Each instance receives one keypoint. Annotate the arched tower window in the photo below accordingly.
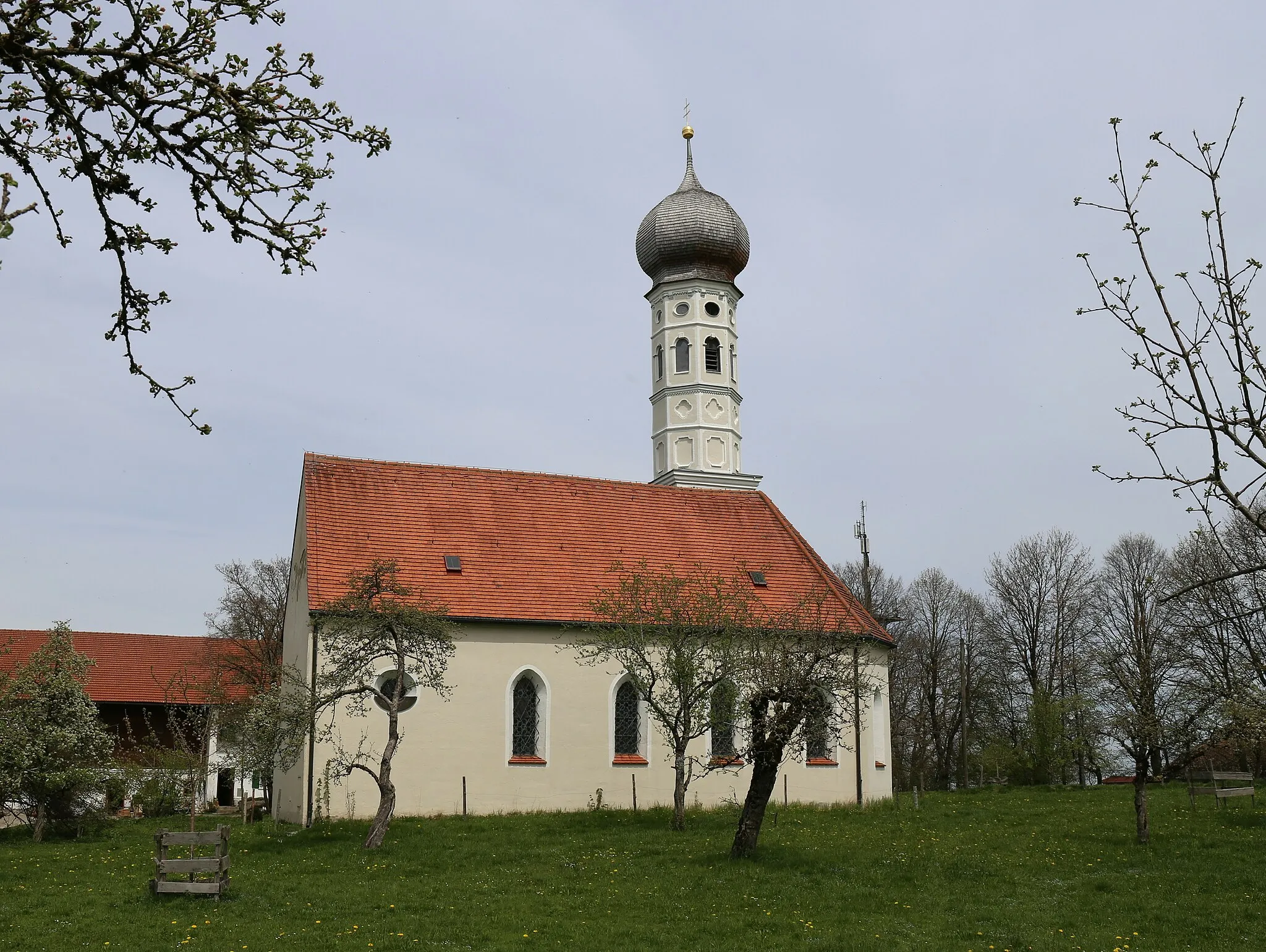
(681, 350)
(712, 355)
(722, 715)
(817, 732)
(628, 726)
(525, 717)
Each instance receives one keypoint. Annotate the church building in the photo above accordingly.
(517, 558)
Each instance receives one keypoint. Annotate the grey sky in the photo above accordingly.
(908, 334)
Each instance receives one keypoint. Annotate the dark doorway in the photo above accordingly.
(224, 788)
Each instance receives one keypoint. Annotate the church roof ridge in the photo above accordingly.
(538, 547)
(495, 470)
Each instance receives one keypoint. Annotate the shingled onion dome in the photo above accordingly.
(693, 233)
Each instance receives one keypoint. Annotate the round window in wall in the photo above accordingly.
(386, 684)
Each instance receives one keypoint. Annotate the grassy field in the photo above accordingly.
(1011, 870)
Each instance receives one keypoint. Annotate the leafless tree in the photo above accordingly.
(1223, 627)
(1196, 346)
(1139, 657)
(250, 618)
(99, 91)
(794, 670)
(674, 635)
(941, 639)
(1040, 606)
(379, 621)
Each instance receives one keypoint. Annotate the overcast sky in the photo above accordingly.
(908, 332)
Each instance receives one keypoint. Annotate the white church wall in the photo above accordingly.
(291, 786)
(469, 736)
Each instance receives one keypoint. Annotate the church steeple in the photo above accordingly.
(693, 246)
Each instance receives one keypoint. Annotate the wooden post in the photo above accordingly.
(160, 857)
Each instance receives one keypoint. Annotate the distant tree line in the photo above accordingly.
(1066, 670)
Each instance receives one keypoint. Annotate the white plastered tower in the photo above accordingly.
(693, 245)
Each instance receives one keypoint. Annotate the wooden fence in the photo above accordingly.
(189, 867)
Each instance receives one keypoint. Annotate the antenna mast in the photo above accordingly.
(860, 535)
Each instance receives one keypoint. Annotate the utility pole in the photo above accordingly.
(962, 707)
(867, 599)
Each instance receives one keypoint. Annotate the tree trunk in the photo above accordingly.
(386, 789)
(1141, 799)
(679, 790)
(383, 818)
(765, 776)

• • • •

◆ WHAT IS ASKED: Swap "keypoint" for "marker" in the lines that begin at the one containing "Each instance receives one keypoint. Annotate the grey" and stop after the one containing "(1011, 870)", leaving everything else unchanged. Give back only those lines.

◆ FINAL RESULT:
Each instance receives one marker. Annotate the grey sky in the photo above accordingly.
(908, 334)
Each instance receives one marker. Annotate the dark doorway in the photo above accordingly.
(224, 788)
Each instance receives one marker. Annotate the church roof ridge in the photo above accordingly.
(538, 547)
(495, 470)
Each instance receives one marker. Annotate the shingled onion dome in the photo above accordingly.
(693, 233)
Each instance receives one marker. Annotate the round window in wall in the photo above accordingly.
(386, 684)
Each instance receives one marker. Annotate the grassy field in the photo above accordingly.
(1011, 870)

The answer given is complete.